Entries taken from a collection:
— Start —

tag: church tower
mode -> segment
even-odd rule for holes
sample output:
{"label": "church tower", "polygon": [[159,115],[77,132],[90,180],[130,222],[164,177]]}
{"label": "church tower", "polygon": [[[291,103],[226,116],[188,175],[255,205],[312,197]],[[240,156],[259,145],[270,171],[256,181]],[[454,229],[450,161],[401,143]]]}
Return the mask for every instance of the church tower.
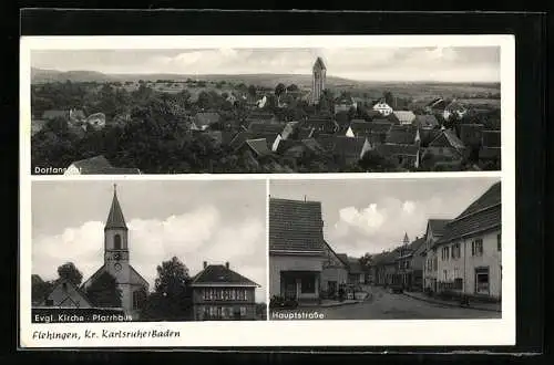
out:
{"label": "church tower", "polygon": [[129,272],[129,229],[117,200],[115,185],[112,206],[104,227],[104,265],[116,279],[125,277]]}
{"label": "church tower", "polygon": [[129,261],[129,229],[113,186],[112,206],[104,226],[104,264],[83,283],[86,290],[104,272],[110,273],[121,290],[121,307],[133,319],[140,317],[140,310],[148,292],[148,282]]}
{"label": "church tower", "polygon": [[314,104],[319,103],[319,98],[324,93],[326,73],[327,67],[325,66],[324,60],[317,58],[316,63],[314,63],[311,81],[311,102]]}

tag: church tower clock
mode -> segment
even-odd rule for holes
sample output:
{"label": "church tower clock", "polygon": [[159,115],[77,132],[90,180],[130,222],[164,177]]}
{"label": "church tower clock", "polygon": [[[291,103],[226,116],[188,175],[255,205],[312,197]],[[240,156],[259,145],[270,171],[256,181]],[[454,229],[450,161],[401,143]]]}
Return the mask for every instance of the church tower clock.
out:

— End —

_Work instructions_: Rewrite the listing above, replacing every "sample output" with "example output" and leaving everything else unchanged. Leave the pictures out of your answer.

_Task result_:
tag: church tower
mode -> segment
even-odd rule for holes
example output:
{"label": "church tower", "polygon": [[159,115],[77,132],[90,180],[130,222],[164,177]]}
{"label": "church tower", "polygon": [[[291,103],[226,116],[188,175],[255,205],[312,197]],[[240,156],[259,145],[270,171],[256,181]],[[454,229],[450,161],[401,143]]]}
Return the mask for every instance of the church tower.
out:
{"label": "church tower", "polygon": [[129,272],[129,229],[117,200],[115,185],[112,206],[104,227],[104,265],[116,279],[125,277]]}
{"label": "church tower", "polygon": [[129,261],[129,229],[113,186],[112,206],[104,226],[104,264],[83,283],[86,290],[104,272],[110,273],[121,290],[121,307],[133,319],[140,317],[140,310],[148,292],[148,282]]}
{"label": "church tower", "polygon": [[314,104],[319,103],[319,98],[324,93],[326,73],[327,67],[325,66],[324,60],[317,58],[316,63],[314,63],[311,81],[311,102]]}

tag: church tower clock
mode -> segment
even-odd rule for holes
example output:
{"label": "church tower clock", "polygon": [[159,115],[77,132],[90,180],[130,222],[164,177]]}
{"label": "church tower clock", "polygon": [[[291,103],[226,116],[188,175],[255,205],[312,197]],[[240,156],[259,145],[270,171],[256,181]],[[454,229],[450,161],[401,143]]]}
Return the mask for every instance of the church tower clock.
out:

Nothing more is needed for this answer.